What the exercise asks – Work out how many lines of the data contain the string "hand", with case counting, and give only that number.

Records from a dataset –
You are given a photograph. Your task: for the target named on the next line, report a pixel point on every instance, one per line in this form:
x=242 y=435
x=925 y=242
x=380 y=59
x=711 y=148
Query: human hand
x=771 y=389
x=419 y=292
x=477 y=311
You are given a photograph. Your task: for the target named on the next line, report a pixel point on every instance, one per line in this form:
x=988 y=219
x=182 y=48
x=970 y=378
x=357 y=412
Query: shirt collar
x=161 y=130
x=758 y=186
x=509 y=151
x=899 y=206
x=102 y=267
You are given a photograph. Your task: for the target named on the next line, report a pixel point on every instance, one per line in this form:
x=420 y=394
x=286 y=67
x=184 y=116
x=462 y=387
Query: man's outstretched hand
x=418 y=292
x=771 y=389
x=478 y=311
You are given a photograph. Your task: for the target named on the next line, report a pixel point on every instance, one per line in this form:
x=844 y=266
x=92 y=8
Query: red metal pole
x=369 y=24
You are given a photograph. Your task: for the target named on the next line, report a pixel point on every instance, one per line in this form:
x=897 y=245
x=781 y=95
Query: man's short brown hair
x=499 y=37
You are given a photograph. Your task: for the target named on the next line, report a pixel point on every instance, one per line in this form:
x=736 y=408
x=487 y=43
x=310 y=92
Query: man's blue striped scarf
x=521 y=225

---

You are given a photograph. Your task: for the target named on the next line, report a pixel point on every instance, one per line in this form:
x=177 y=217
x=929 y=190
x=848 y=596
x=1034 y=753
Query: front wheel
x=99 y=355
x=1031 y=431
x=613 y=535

---

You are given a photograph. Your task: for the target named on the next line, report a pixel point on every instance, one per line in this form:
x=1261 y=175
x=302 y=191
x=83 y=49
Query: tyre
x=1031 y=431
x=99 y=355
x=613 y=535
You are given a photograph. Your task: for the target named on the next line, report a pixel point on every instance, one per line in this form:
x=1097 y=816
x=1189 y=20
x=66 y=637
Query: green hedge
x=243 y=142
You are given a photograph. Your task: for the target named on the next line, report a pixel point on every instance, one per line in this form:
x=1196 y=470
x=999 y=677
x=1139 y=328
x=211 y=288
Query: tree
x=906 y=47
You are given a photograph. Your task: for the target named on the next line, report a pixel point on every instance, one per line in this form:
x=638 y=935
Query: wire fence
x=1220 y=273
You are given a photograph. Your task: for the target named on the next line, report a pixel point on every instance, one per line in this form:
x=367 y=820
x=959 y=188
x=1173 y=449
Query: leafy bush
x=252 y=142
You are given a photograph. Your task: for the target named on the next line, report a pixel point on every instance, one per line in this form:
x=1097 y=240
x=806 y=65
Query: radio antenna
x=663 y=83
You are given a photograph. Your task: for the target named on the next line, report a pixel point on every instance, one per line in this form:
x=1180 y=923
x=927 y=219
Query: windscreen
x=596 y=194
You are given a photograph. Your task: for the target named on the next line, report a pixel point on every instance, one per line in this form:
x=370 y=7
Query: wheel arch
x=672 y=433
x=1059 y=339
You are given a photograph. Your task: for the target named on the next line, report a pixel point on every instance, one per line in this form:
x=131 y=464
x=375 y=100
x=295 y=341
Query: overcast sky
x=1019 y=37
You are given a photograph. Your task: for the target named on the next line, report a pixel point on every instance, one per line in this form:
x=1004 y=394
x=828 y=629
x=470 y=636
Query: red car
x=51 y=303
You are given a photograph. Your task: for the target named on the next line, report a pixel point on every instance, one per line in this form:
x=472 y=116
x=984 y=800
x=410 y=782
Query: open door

Answer in full – 2